### Work request 1
From the biographical excerpt, list each academic position named after "Academic positions included:", with its institution and years.
### Work request 2
Reproduce the biographical excerpt between "After seven years" and "endanger human civilization.", inclusive.

### Document excerpt

>>>

After seven years as an influential student leader, he was suddenly thrust into an abyss of hardship. Efforts once devoted to national revitalization became evidence of alleged crimes. Yet, over the ensuing years, this ordeal—while profoundly painful—gradually liberated him from earlier confusion, grief, and indignation, launching a lifelong pursuit of observation and introspection into the cultural distortions that most gravely endanger human civilization.
II. The awakening of life triggered by Entropy
In autumn 1960, having been assigned to Tibet, Rao was unexpectedly recruited by the University of Science and Technology of China (USTC) to the Department of Geochemistry and Rare Elements, where he worked under close party control. In 1979, Science Press published his Thermodynamics in Geochemistry (448,000 words) in Beijing—a work composed in secret during the Cultural Revolution that attracted widespread attention in China following the era’s end.
He developed a theoretical framework for geological processes and the natural environment grounded in his reverence for thermodynamic austere beauty. Schrödinger’s insight—that life counters entropy’s natural increase through negentropy maintained by self-discipline—resonated profoundly, aligning with his childhood engagement with Lao Tzu and Zhuangzi and his later study of Stoicism. This synthesis of science, philosophy, and lived hardship became the foundation of his scholarly career and his approach to adversity.
III. Inner reflection after the mirage disappears
Academic positions included: Professor at USTC (1976–1985); Chairman of the Department of Environmental Science at Qingdao University (1985–1988); Professor at the Beijing Graduate School and Beijing Institute of Management, Chinese Academy of Sciences (1985–1989); and visiting professor at the University of Toronto (1984–1985). He also served as chief scientist for the Chinese side in a France–China joint program on global environmental modeling (1985–1989).

<<<

### Supplied data
>>>

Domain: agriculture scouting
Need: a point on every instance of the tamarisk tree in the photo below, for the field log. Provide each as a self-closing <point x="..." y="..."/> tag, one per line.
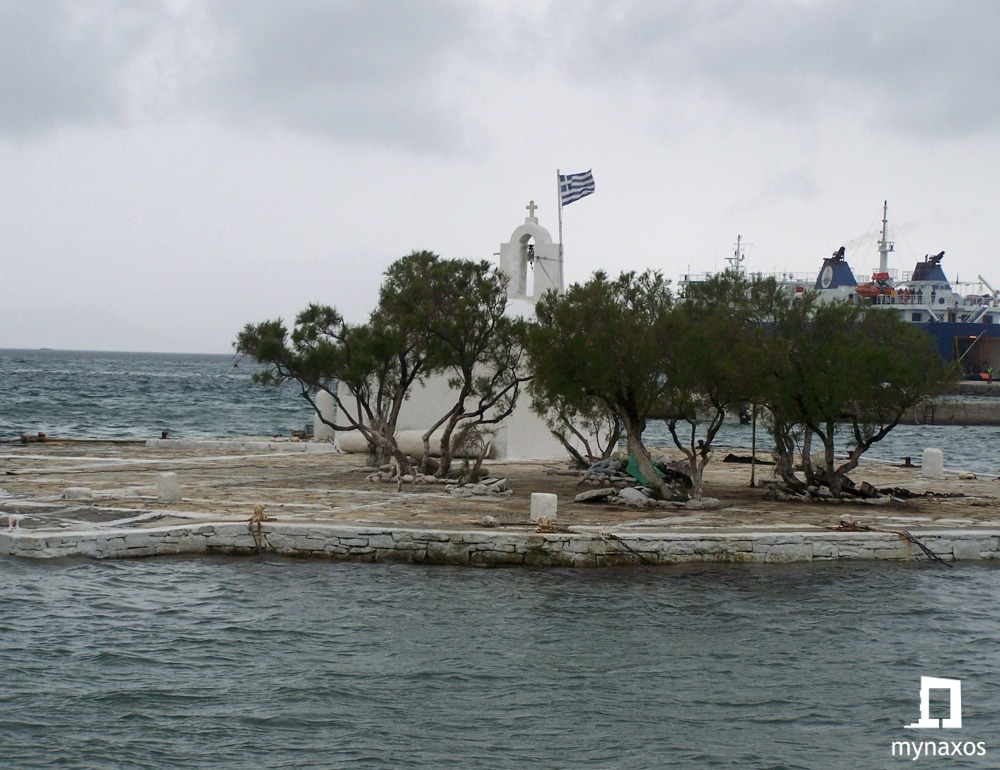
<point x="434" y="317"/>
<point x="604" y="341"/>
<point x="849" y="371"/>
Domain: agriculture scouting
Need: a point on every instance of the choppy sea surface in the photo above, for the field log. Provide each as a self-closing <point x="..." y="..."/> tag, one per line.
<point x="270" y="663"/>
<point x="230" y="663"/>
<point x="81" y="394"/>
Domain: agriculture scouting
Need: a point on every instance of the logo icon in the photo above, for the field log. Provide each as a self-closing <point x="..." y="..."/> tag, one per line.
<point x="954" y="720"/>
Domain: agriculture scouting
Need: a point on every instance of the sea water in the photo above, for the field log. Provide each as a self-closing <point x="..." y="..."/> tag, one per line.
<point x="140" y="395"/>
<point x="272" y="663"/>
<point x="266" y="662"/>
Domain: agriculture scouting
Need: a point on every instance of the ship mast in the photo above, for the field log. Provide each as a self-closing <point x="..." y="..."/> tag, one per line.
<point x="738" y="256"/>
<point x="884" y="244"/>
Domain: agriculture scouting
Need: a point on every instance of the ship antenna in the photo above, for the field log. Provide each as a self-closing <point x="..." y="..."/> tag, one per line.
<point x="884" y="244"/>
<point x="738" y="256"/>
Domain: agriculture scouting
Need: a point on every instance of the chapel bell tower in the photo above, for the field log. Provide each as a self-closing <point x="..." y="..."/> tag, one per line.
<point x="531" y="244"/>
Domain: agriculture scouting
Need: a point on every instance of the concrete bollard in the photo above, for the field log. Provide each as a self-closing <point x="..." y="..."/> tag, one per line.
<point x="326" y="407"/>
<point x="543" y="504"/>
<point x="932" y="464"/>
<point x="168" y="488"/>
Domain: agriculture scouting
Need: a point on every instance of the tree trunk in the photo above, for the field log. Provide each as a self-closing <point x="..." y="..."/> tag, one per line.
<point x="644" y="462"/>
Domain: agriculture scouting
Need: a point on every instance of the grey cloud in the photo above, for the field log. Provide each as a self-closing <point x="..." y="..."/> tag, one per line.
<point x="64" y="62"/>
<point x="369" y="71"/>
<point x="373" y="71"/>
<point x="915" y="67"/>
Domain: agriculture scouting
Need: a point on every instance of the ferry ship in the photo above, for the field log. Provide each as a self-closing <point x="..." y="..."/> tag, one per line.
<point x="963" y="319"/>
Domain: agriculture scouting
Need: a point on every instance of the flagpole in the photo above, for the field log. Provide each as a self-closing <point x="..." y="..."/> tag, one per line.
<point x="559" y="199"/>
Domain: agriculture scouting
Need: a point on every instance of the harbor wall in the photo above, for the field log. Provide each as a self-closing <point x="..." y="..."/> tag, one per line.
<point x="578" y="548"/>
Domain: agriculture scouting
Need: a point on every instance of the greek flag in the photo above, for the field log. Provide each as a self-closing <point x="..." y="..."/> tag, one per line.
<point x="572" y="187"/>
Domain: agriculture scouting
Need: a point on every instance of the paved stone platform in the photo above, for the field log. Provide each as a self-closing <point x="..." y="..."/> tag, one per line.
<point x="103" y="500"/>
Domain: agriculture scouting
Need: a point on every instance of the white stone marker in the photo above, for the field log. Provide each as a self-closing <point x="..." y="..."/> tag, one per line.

<<<

### Output 1
- Professor at USTC (1976–1985)
- Chairman of the Department of Environmental Science at Qingdao University (1985–1988)
- Professor at the Beijing Graduate School and Beijing Institute of Management, Chinese Academy of Sciences (1985–1989)
- Visiting professor at the University of Toronto (1984–1985)

### Output 2
After seven years as an influential student leader, he was suddenly thrust into an abyss of hardship. Efforts once devoted to national revitalization became evidence of alleged crimes. Yet, over the ensuing years, this ordeal—while profoundly painful—gradually liberated him from earlier confusion, grief, and indignation, launching a lifelong pursuit of observation and introspection into the cultural distortions that most gravely endanger human civilization.